The request: Copy the data below line for line, leaving every character unchanged.
────────
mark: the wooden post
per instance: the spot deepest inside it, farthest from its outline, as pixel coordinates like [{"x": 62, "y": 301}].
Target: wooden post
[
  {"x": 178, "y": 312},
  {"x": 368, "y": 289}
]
────────
The solution:
mark: the wooden post
per instance: the spot deepest inside it, farthest from its outline, as pixel coordinates like [{"x": 62, "y": 301}].
Target: wooden post
[
  {"x": 178, "y": 312},
  {"x": 368, "y": 289}
]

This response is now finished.